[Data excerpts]
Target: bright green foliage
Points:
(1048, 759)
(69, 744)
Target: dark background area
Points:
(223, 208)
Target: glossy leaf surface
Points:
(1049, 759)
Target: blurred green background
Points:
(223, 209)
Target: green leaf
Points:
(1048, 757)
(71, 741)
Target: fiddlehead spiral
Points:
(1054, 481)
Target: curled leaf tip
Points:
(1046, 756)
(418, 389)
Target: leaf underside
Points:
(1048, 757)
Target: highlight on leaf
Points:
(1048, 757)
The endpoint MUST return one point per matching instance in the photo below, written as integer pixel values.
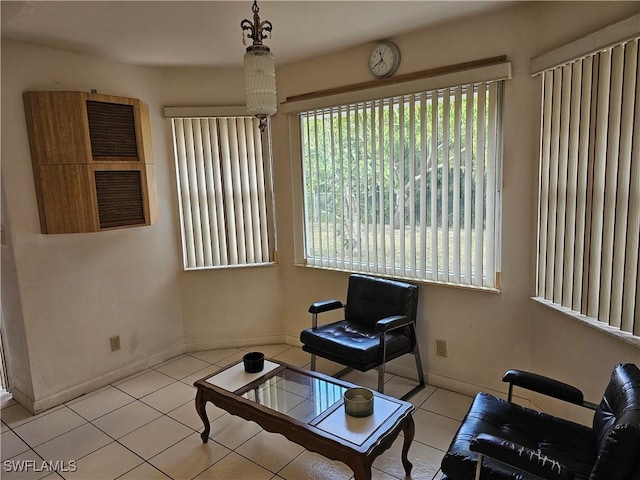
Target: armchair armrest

### [Problem requirements]
Each entry, word for word, belongs in your answer; each picture does not.

### [Exercise output]
Target: bright green foliage
Points:
(1048, 759)
(69, 744)
Target: dark background area
Points:
(223, 208)
Target: glossy leaf surface
Points:
(1049, 759)
Target: blurred green background
Points:
(223, 209)
Target: green leaf
Points:
(1048, 757)
(71, 741)
Target: fiddlehead spiral
Points:
(1054, 481)
Target: curled leaf tip
Points:
(1046, 756)
(418, 389)
Target: leaf underside
Points:
(1048, 757)
Target: highlight on leaf
Points:
(1048, 757)
The endpoint MUST return one point per matching instance in the photo below, written as integer pixel values.
Target: armchair armrest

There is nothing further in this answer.